[Data — start]
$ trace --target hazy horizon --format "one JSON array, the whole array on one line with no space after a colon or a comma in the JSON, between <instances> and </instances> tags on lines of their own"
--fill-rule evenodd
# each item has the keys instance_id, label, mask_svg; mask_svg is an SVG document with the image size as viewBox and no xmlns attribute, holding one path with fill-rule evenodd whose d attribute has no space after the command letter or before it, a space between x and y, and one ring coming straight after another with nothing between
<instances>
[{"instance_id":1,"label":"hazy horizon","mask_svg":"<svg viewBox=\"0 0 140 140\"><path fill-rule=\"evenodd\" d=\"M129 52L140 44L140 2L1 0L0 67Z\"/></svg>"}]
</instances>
[Data — finish]
▶ _Instructions to follow_: Could you restate every entry verbatim, please?

▶ _Response to this exercise_:
$ trace --target hazy horizon --format "one JSON array, the whole array on one line with no space after a colon or a comma in the JSON, between <instances> and </instances> tags on lines of their own"
--fill-rule evenodd
# each item has the keys instance_id, label, mask_svg; mask_svg is an SVG document with the image size as viewBox and no xmlns attribute, holding one path with fill-rule evenodd whose d attribute has no space after the command letter or before it, a space between x and y, and one ring coming straight after another with nothing between
<instances>
[{"instance_id":1,"label":"hazy horizon","mask_svg":"<svg viewBox=\"0 0 140 140\"><path fill-rule=\"evenodd\" d=\"M129 52L140 44L140 2L1 0L0 67Z\"/></svg>"}]
</instances>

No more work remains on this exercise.